Task instructions -
In the listing below, pick out every line that contains the word "green" and copy each of those lines in full.

--- START Data provided ---

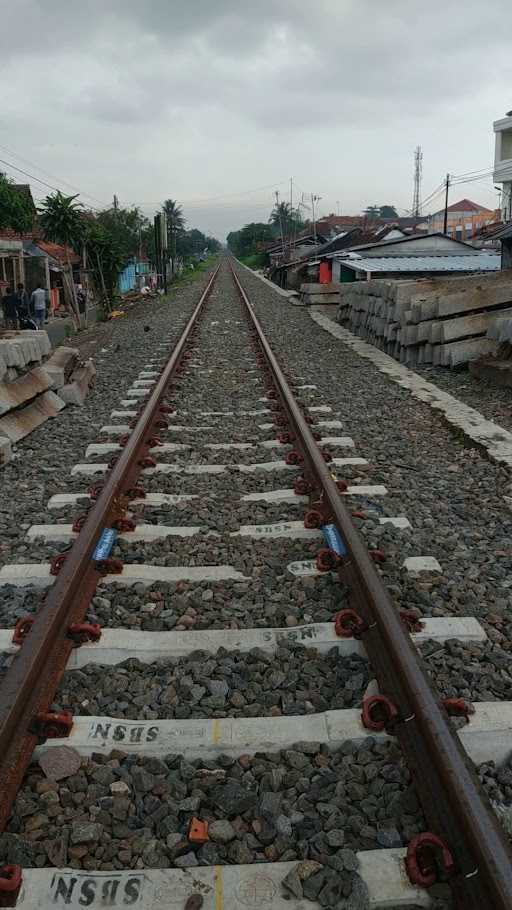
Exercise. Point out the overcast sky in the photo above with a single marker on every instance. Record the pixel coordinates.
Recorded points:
(206, 102)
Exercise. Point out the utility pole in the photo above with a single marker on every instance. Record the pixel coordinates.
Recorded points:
(418, 169)
(291, 216)
(280, 222)
(313, 200)
(447, 185)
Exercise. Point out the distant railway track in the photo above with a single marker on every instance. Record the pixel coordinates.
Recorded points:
(464, 845)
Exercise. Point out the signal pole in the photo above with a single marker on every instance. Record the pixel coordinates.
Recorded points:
(418, 168)
(447, 185)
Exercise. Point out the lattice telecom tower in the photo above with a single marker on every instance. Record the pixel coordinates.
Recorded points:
(418, 169)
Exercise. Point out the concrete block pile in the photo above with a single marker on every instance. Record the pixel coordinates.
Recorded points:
(439, 321)
(29, 381)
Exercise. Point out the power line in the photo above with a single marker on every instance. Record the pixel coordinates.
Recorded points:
(31, 177)
(51, 176)
(191, 202)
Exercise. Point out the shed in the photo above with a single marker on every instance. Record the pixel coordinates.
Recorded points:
(504, 234)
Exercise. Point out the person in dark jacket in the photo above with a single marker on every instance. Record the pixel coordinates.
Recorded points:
(23, 301)
(10, 308)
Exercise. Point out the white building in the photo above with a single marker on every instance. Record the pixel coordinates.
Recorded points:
(503, 163)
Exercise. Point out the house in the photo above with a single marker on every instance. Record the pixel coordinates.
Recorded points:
(315, 264)
(502, 234)
(48, 264)
(503, 162)
(11, 263)
(415, 256)
(331, 225)
(465, 217)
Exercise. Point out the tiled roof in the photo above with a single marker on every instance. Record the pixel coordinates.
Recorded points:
(480, 262)
(467, 205)
(58, 252)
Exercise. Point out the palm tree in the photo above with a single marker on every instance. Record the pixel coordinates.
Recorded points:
(281, 215)
(175, 224)
(60, 218)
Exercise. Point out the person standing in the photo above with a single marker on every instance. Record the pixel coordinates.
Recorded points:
(10, 308)
(38, 301)
(23, 301)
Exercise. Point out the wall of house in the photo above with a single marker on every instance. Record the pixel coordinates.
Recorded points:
(462, 225)
(506, 253)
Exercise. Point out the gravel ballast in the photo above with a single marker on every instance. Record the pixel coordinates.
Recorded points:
(309, 803)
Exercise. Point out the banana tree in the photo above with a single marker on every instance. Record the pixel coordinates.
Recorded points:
(60, 218)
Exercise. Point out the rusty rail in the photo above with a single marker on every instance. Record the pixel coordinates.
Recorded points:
(452, 799)
(33, 678)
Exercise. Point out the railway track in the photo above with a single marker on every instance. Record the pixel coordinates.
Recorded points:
(215, 596)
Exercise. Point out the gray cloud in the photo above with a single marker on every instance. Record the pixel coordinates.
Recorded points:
(202, 99)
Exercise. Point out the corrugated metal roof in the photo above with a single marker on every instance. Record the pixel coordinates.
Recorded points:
(480, 262)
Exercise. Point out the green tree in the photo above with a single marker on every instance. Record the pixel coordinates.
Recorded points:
(106, 258)
(16, 212)
(130, 229)
(175, 226)
(60, 218)
(250, 239)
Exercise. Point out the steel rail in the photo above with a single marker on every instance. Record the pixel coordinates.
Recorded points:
(33, 678)
(451, 795)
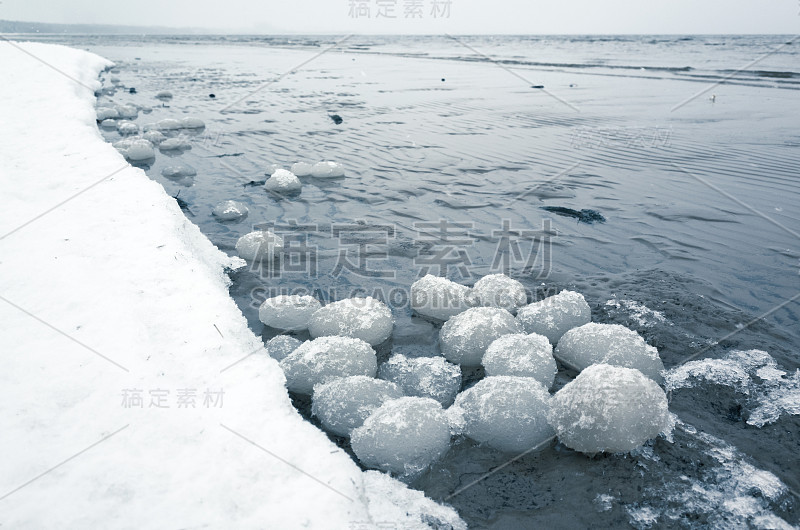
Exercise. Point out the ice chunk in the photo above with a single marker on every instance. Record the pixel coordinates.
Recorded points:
(283, 181)
(439, 298)
(608, 344)
(290, 312)
(521, 355)
(301, 169)
(281, 346)
(554, 316)
(465, 337)
(507, 413)
(498, 290)
(609, 409)
(326, 358)
(431, 377)
(259, 245)
(327, 170)
(364, 318)
(403, 436)
(344, 403)
(230, 211)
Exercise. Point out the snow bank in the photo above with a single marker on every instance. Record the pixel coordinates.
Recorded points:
(113, 294)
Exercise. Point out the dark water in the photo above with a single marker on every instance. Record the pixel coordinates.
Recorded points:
(446, 151)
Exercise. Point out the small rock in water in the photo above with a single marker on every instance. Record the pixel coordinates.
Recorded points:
(327, 358)
(364, 318)
(404, 436)
(609, 409)
(555, 315)
(439, 298)
(612, 344)
(344, 403)
(498, 290)
(281, 346)
(259, 245)
(431, 377)
(289, 312)
(506, 413)
(465, 337)
(523, 356)
(230, 211)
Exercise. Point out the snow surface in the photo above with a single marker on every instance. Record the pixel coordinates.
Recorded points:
(115, 289)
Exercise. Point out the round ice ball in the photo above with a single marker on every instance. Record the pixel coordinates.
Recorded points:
(465, 337)
(230, 211)
(506, 413)
(344, 403)
(281, 346)
(290, 312)
(301, 169)
(608, 344)
(364, 318)
(521, 355)
(439, 298)
(431, 377)
(403, 436)
(555, 315)
(498, 290)
(327, 169)
(259, 245)
(283, 181)
(609, 409)
(326, 358)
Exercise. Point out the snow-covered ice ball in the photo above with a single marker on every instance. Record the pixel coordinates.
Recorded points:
(555, 315)
(230, 211)
(521, 355)
(283, 181)
(609, 409)
(301, 169)
(326, 358)
(498, 290)
(281, 346)
(364, 318)
(439, 298)
(507, 413)
(608, 344)
(327, 169)
(259, 245)
(290, 312)
(465, 337)
(431, 377)
(403, 436)
(344, 403)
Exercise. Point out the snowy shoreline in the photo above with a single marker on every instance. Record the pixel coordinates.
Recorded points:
(108, 292)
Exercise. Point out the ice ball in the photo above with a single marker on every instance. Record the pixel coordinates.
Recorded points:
(609, 409)
(344, 403)
(465, 337)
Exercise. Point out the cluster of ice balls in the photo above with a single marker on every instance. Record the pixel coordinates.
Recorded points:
(402, 416)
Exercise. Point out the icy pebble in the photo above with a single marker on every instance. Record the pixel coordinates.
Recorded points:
(326, 358)
(439, 298)
(364, 318)
(404, 436)
(465, 337)
(521, 355)
(613, 344)
(431, 377)
(289, 312)
(609, 409)
(344, 403)
(506, 413)
(554, 316)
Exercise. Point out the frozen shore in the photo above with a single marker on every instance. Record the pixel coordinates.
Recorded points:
(122, 408)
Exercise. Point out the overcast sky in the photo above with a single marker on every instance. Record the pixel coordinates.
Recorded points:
(425, 16)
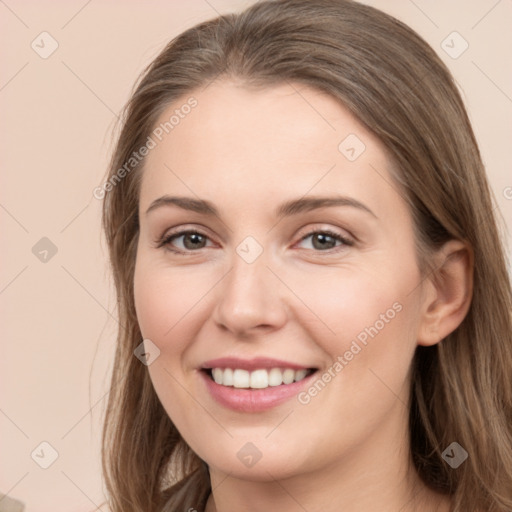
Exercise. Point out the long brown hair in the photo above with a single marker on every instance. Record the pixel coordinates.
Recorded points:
(395, 84)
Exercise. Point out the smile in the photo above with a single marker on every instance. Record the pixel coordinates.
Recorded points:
(257, 379)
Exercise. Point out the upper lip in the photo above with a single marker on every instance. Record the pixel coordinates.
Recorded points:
(256, 363)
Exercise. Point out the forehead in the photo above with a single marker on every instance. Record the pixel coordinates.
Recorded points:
(255, 143)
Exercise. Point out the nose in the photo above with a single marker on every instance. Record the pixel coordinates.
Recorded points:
(249, 299)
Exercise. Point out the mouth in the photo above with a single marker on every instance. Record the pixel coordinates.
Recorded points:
(261, 378)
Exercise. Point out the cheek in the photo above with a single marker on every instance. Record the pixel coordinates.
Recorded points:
(166, 298)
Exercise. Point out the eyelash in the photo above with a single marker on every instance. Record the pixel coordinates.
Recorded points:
(167, 239)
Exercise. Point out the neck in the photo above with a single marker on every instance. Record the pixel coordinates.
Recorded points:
(379, 475)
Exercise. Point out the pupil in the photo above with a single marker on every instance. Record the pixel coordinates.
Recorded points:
(322, 238)
(195, 237)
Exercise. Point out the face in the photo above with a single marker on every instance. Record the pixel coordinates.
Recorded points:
(276, 248)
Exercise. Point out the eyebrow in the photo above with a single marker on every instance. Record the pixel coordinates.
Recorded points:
(286, 209)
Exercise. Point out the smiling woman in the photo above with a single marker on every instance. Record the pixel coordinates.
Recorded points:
(309, 273)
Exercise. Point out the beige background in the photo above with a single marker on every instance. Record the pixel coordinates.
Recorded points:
(58, 317)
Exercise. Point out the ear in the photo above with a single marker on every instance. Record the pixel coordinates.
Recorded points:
(447, 293)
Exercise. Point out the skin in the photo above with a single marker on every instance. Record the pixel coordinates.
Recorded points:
(247, 151)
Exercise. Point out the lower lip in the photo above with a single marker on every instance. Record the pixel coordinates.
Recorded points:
(253, 400)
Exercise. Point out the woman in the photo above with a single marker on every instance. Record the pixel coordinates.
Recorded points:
(313, 295)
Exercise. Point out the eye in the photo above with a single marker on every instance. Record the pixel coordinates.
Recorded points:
(325, 240)
(191, 240)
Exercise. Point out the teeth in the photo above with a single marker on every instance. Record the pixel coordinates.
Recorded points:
(258, 379)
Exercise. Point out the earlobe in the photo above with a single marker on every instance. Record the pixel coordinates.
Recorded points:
(448, 292)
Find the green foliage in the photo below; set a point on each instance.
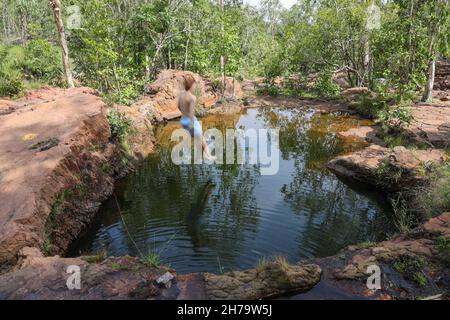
(151, 259)
(11, 58)
(326, 87)
(120, 125)
(370, 106)
(268, 90)
(395, 118)
(38, 61)
(42, 61)
(404, 218)
(412, 268)
(387, 174)
(434, 198)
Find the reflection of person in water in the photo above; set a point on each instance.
(194, 215)
(186, 104)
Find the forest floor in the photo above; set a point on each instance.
(58, 163)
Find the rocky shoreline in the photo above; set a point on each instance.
(55, 174)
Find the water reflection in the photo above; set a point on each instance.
(206, 218)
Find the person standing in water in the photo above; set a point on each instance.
(186, 103)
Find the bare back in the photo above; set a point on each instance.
(186, 104)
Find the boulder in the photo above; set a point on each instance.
(50, 144)
(374, 164)
(270, 280)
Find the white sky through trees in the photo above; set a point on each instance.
(286, 3)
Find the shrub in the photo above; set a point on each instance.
(395, 118)
(434, 198)
(11, 59)
(43, 61)
(369, 106)
(11, 83)
(151, 259)
(272, 91)
(120, 127)
(326, 87)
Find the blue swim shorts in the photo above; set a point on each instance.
(195, 129)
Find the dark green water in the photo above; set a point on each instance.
(223, 217)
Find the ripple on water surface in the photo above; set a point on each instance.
(222, 217)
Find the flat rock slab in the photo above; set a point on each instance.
(363, 165)
(41, 142)
(432, 123)
(38, 277)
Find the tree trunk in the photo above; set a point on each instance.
(186, 53)
(428, 93)
(56, 7)
(222, 58)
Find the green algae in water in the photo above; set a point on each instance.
(193, 216)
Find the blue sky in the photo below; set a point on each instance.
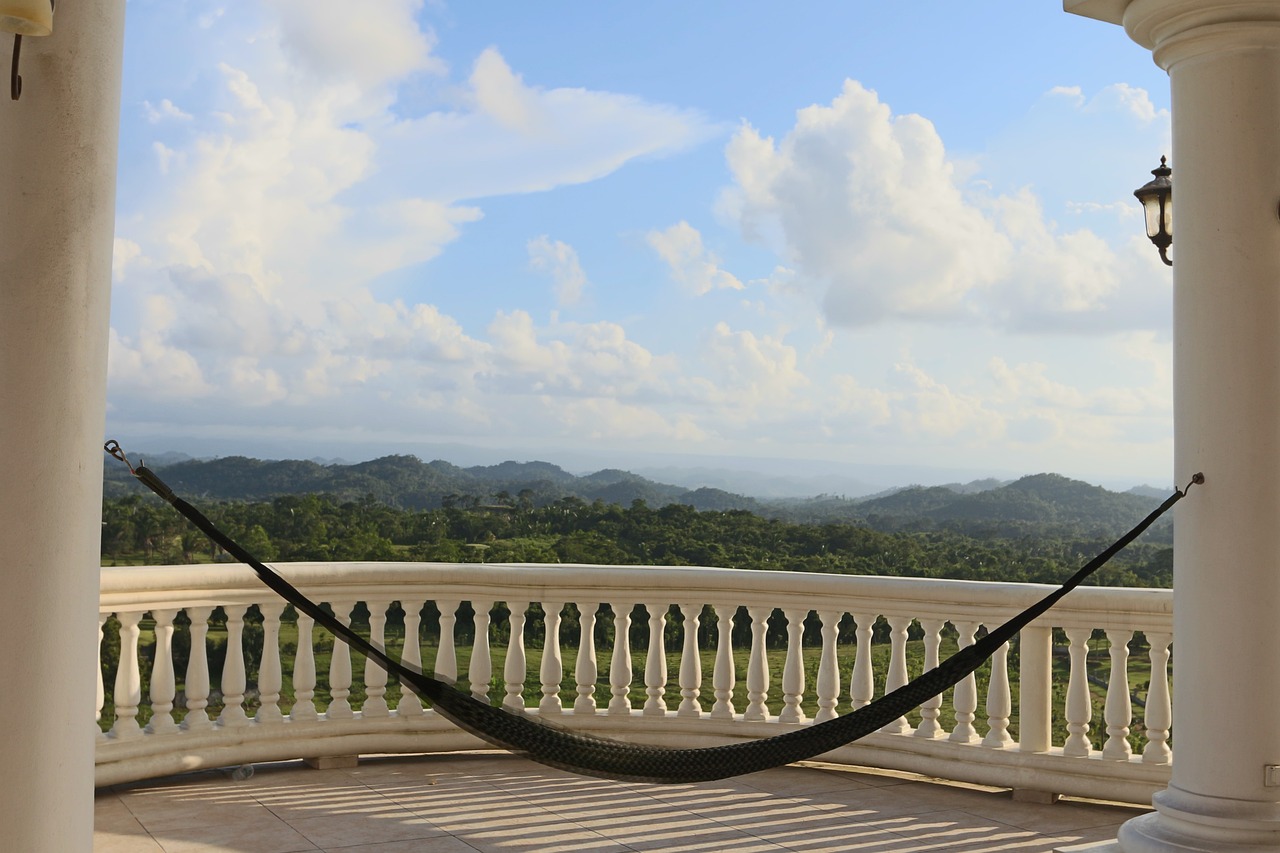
(817, 235)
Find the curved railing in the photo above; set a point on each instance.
(562, 642)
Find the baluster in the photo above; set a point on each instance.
(375, 676)
(690, 664)
(516, 666)
(269, 675)
(339, 667)
(929, 708)
(447, 656)
(725, 678)
(101, 688)
(758, 666)
(1118, 710)
(411, 655)
(656, 662)
(480, 671)
(1036, 688)
(792, 670)
(161, 675)
(862, 687)
(196, 685)
(585, 670)
(1159, 716)
(305, 673)
(128, 679)
(553, 667)
(828, 669)
(1000, 702)
(896, 675)
(964, 698)
(1079, 703)
(233, 669)
(620, 665)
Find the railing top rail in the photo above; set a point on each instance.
(156, 587)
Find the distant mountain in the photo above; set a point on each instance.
(979, 506)
(410, 483)
(1038, 500)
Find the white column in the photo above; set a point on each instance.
(58, 149)
(1223, 58)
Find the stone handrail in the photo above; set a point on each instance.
(900, 612)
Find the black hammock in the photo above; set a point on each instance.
(593, 756)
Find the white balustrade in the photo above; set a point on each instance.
(828, 667)
(929, 726)
(585, 670)
(896, 676)
(553, 667)
(163, 683)
(480, 670)
(758, 666)
(620, 665)
(1160, 715)
(305, 673)
(964, 698)
(411, 653)
(233, 670)
(792, 671)
(656, 662)
(101, 688)
(690, 664)
(270, 678)
(862, 684)
(149, 603)
(516, 666)
(197, 671)
(725, 675)
(339, 667)
(128, 682)
(1118, 710)
(375, 676)
(1079, 701)
(1000, 702)
(446, 655)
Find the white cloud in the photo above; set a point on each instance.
(754, 373)
(560, 261)
(370, 44)
(876, 219)
(167, 110)
(690, 263)
(502, 94)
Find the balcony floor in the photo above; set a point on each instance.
(466, 802)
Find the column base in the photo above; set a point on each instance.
(1185, 822)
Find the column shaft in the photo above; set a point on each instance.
(58, 154)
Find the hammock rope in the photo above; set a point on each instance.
(588, 755)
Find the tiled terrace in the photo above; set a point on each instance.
(466, 802)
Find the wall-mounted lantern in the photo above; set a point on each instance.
(1157, 204)
(24, 18)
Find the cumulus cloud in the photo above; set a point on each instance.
(373, 44)
(690, 263)
(165, 110)
(880, 223)
(560, 261)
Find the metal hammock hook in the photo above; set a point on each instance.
(14, 77)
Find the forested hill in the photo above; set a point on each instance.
(1037, 502)
(408, 483)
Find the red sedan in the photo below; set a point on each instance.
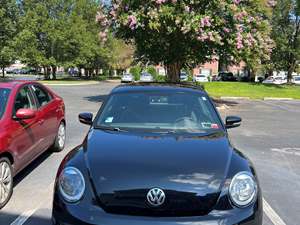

--- END Data provided ---

Problem solution -
Exercise. Point out the green tree in the photo above with a single marker on every instance. Record the pixel coordinates.
Find the green foliage in the photo below; set a point on each instance.
Find the dark green water in the photo above; set a point on each instance.
Find the green algae in water in the photo above; set a point on each instance.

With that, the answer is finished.